I need the lines below from the one with "Pick out the green petal" down to the one with "Target: green petal" reproduced exactly, both ends included, and nothing else.

» **DATASET RECORDS**:
━━━━━━━━━━━━━━━━━━━━

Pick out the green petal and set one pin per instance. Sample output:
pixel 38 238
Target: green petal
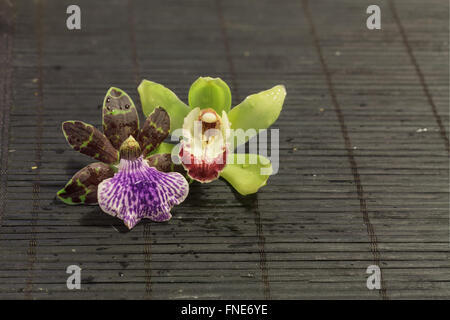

━━━━━━━━━━━━━━━━━━━━

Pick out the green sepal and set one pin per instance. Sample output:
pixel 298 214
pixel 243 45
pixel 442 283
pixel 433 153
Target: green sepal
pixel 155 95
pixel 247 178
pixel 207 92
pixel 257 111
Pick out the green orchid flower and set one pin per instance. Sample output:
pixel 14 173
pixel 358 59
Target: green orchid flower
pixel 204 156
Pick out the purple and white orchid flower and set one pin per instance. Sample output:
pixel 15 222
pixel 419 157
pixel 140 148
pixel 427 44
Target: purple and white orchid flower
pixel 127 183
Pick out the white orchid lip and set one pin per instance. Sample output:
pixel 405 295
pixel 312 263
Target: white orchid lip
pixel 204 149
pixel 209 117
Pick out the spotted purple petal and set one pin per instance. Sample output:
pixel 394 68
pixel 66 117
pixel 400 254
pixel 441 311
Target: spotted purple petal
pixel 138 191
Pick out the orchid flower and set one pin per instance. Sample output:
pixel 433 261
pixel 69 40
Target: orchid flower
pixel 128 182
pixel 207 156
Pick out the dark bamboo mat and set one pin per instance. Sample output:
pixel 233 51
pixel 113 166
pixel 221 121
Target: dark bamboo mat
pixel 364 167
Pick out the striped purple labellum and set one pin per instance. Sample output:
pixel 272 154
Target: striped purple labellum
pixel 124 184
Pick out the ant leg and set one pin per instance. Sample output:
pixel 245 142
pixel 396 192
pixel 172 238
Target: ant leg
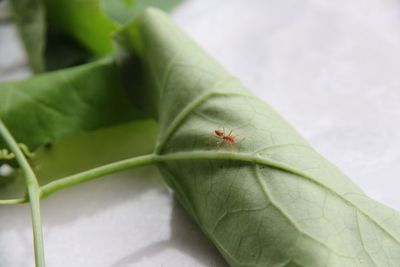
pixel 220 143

━━━━━━━━━━━━━━━━━━━━

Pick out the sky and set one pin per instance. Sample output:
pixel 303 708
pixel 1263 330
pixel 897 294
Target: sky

━━━━━━━━━━━━━━━━━━━━

» **RESPONSE BOX**:
Pick out the green petal and set one pin per instance. Sample output:
pixel 38 238
Target: green petal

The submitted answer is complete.